» Material for the task
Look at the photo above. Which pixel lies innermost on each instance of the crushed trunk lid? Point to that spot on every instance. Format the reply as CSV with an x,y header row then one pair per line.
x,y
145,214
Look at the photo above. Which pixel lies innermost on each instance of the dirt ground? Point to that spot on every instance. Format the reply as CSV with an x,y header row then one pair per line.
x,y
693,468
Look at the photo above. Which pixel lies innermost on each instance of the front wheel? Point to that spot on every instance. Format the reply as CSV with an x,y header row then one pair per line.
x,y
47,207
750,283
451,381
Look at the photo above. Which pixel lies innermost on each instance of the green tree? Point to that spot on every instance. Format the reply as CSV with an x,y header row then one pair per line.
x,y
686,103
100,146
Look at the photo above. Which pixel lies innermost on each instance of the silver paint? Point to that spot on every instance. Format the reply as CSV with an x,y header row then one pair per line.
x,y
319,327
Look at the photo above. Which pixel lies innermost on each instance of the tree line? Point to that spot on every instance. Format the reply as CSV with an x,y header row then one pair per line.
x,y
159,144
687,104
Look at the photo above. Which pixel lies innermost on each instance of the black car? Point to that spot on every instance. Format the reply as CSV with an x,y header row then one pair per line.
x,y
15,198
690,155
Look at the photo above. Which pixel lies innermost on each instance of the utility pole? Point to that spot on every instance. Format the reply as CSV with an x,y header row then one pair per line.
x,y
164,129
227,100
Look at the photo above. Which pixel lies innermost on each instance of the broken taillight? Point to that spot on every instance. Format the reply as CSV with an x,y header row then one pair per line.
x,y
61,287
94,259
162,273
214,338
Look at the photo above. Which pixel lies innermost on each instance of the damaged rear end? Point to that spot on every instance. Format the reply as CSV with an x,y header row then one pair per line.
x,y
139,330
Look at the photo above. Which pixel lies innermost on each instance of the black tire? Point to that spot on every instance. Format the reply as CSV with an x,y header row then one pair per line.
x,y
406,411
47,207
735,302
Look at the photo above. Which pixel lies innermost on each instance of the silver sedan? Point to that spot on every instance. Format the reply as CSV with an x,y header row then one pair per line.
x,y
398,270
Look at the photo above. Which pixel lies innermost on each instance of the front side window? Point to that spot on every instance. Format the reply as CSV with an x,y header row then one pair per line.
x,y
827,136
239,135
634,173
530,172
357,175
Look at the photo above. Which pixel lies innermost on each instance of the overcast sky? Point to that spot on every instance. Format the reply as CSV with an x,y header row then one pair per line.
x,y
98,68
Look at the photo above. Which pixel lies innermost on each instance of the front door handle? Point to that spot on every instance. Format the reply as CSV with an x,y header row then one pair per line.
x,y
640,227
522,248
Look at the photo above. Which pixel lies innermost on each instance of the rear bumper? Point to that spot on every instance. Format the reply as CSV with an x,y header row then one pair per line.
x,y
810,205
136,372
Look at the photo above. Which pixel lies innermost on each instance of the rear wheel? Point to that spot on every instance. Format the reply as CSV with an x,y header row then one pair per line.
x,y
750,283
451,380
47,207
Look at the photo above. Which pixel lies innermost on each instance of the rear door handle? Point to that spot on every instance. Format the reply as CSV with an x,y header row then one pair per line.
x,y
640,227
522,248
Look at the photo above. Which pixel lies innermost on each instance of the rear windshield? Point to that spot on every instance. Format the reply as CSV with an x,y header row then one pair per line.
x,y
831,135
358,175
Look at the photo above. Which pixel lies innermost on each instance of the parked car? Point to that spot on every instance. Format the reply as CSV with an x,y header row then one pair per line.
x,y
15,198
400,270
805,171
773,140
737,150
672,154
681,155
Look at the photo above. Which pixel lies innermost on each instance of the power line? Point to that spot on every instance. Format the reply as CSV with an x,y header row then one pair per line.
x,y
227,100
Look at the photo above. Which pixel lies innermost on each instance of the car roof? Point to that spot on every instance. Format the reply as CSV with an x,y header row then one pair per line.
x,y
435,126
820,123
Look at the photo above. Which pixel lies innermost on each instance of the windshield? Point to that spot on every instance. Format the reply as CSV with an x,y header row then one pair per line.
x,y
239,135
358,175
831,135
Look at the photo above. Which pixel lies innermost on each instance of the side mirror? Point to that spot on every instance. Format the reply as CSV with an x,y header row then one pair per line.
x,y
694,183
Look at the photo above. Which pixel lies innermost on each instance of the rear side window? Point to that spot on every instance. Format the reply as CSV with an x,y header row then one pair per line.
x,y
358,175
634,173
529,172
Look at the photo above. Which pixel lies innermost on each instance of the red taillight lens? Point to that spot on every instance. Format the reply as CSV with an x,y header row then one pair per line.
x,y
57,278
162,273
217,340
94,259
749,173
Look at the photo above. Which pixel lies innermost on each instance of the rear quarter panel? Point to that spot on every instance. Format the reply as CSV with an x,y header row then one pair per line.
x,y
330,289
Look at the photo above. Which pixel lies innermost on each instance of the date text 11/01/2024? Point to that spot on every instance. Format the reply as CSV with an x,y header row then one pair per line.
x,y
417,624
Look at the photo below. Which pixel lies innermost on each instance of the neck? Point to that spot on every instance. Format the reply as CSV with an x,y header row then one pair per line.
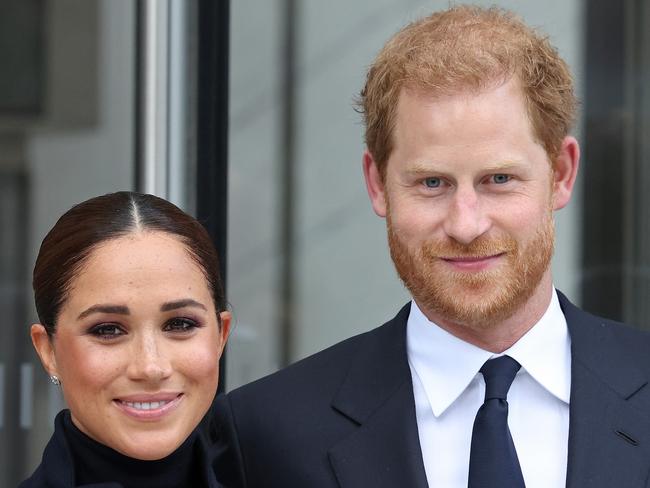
x,y
501,336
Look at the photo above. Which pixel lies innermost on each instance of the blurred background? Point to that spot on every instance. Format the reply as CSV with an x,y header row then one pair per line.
x,y
242,113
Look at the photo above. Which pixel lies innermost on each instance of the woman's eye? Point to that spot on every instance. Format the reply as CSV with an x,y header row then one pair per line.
x,y
501,178
180,324
432,182
107,331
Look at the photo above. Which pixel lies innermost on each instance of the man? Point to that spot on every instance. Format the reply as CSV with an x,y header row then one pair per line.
x,y
489,377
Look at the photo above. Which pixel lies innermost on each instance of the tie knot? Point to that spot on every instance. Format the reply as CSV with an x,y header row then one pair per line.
x,y
499,374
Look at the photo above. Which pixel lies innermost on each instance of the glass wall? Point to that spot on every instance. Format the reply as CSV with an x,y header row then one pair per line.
x,y
66,134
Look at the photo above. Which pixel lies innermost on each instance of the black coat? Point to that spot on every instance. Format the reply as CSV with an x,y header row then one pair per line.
x,y
345,417
57,466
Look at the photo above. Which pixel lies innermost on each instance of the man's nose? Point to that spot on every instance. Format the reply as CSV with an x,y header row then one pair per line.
x,y
149,362
465,220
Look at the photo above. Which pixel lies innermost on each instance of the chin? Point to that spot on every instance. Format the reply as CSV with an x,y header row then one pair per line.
x,y
150,448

» Exercise instructions
Without including any pictures, print all of the material exactly as given.

» Response
Look at the photo above. Which pixel lies innermost on each instance of the crushed trunk lid? Point to that spot on every instance. Format the reply as CSV with an x,y header row then one pair per line.
x,y
145,214
Look at the photo above. Which pixel lies innermost on each instance of the dirt ground? Point to that spot on every instance. Format the reply as CSV with an x,y header row then one pair per line.
x,y
693,468
Look at the photo above. Which pixel lies innermost on each instance of the front wheel? Point to that spot on every instance. Format the reply as CSV with an x,y header row then one pair per line.
x,y
47,207
750,283
451,381
Look at the photo above. Which pixel lies innermost on each instance of the green tree? Point to that spot on every instance. Format the reply as CSV with an x,y header row then one pair per line.
x,y
686,103
100,146
Look at the photo above. Which pixel lies innermost on each instance of the silver paint? Point to that spot on every instance. Format the reply as CSV with an x,y header row then one pair per line.
x,y
319,327
Look at the photo above. Which pixel lies innermost on each instance of the tree line? Point to that spot on every instance. Format the reply as CSV with an x,y header row then one pair per line.
x,y
159,144
687,104
Look at the photo above. Which pixel lies innermost on each instance of the black car? Point to that spot on every instance. Format the reply as CSV with an x,y header row then one pair per line.
x,y
15,198
690,155
Look at the photo above. Which pixel lies innermost on each instance of the utility pole? Point to that spot on every instance. Format the reply as CSV with an x,y header row then one pair per line.
x,y
164,129
227,100
Look at the photo above. Which pixel lies innermost on each instance of the broken taillight? Point to that spot on every instance. Format the reply as CSV with an x,y header row then one pair per line.
x,y
61,287
94,259
162,273
214,338
Look at the photo above. Which pixel lies innermost on each instance of the damaged rear end? Point to that spot on every instance. Format the reply as CSV with an x,y header row then one pair per line.
x,y
139,330
Look at the photo above. Which pixel lies innermost on each instance of the black tire? Point to that spot on every instance. Format the reply as CSV with an x,y header row then one pair per line.
x,y
406,411
47,207
735,302
Look at the photo above. Which pixel lies innermost on each instance of the silver sedan? Point to that spot on every instance. Format the reply as CSV with an x,y header row then one pair per line.
x,y
398,270
Look at the photo above. Which pixel lies innermost on each instance of the front side window? Point to that spot on every instance. Format the reply as CSV with an x,y header row then one pair per line.
x,y
827,136
239,135
634,173
530,172
357,175
Look at the photo above. Which pixel lies innermost on each instance of the overcast sky? Point to that spot on every instance. Format the reply as CSV with an x,y header row then one pair per line.
x,y
98,68
Look at the photo above. Which pixel lies innermost on each instance of the front door handle? Point to that spot on every instance. Format the reply as CSV with an x,y header row then one pair per line.
x,y
640,227
522,248
Look at the photo above. Which pixel lies innermost on each instance of the rear bumper? Point to that spot on every instance. Format the reply as CSV with an x,y header row then one pair per line.
x,y
810,205
136,372
Look at the photo above. Which pixel lies innermost on each instance of the rear wheel? Point to that spot on every instance. Format the reply as CSV with an x,y header row then one pair per line.
x,y
750,283
451,380
47,207
Look at the photo above. Which pixel lies innermost on each instance of the rear door handle? Point to that spot on every instance. Format the reply as CSV with an x,y header row then one pair per line.
x,y
640,227
522,248
Look at the photo above. Which pixel lies innermost on each instance of the rear windshield? Point to that spot on every instance. Format the reply as CSV with an x,y header row then one pair per line.
x,y
831,135
358,175
Look at the photo above. Which pixel lies innermost on each instance of the parked car? Point to that spot on every instance. Format the reply as CSV with an x,y header row then one pair per line.
x,y
15,198
400,270
805,171
773,140
737,150
672,154
681,155
Look at the photo above. Which pixel lies innermost on each instance of the power line? Point to that spot on every instance. Format the reply as CSV with an x,y header row then one pair per line.
x,y
227,100
Look at the photo above. Which pixel lies innermost on each instance of the car roof? Point to that spot on every instance. Format the reply as CSV with an x,y header row then one pair per line.
x,y
435,126
820,123
Look at the photo above. Which pixel lies innermost on each instance of the windshield? Point to that spot on every instance. Format the reply as CSV with an x,y header row then one pair per line.
x,y
239,135
358,175
831,135
Look at the photo above. Which pixel lies innermost on each instance of the side mirror? Point to that spot on every instance. Format the reply as CSV with an x,y header row then one pair per line.
x,y
694,183
Look at the photo above. Which pixel lies innermost on each instance of the rear side window? Point to that spot on every instance. Format the reply as CSV with an x,y header row then one pair per line.
x,y
358,175
634,173
529,172
Look at the photo above. Which pixel lies innermost on each instance of the red taillight lens? Point to that spot on every instance. Format the reply as CSV with an x,y header row then one pair per line.
x,y
57,278
162,273
217,340
94,259
749,173
Look at the photo above. Which pixel lies innermost on each instance of the rear quarter panel? Point to that spot on every instance. Format the reply as CSV with an x,y header row then one pair per line.
x,y
330,289
Look at the photo above. Which pixel lies innermost on each instance of the date text 11/01/2024? Point to that spot on every instance. Format the reply as CSV with an x,y header row then one pair per line.
x,y
417,624
Look at the photo below. Which pixel lies innermost on each instance of the neck? Point to that spot on every instance. Format the reply as CSV with an x,y header row then one pair per line.
x,y
501,336
Look at the photo above. Which pixel lies innermost on each instance of the blurred background? Point to that spot on every instance. Format the reply as CSV with an x,y header row then one pair per line.
x,y
242,113
Look at the photo above. Which pixel lies innermost on each instance of the woman's eye? Point to that spot on every instance. Format the reply as CSV with an x,y header row then one pair per line.
x,y
501,178
180,324
432,182
107,331
Look at the photo above. Which pixel lies innermost on each instance of the man? Point to that spot on every instance. Format the reply as CSV with an x,y header row then one pair per line.
x,y
489,377
Look at the photo above. Which pixel lies innermost on each instance of the tie knot? Point to that spot on every instance. Format the reply as CSV with an x,y header row then one pair per line.
x,y
499,374
Look at the photo above. Which pixel lies innermost on each instance of the glass wall? Point to that spot on every instance. Format the reply as CSV with an x,y header row then one pair per line.
x,y
66,134
Look at the photo above. Which pixel lies innermost on each instance of the black coat? Point to that spot on every instance. Format the reply as CSV with an x,y header row then one pair per line.
x,y
345,417
57,466
Look at the photo above. Which pixel lies innermost on each instance of the man's nose? Point to that spot on every instance. Format the reply as CSV with an x,y header row then one pair per line.
x,y
149,362
465,220
Look at the photo above. Which pixel lies innermost on each instance of the chin? Point to that spot on every instance. Format the reply as CSV with an x,y header row then one pair per line.
x,y
150,448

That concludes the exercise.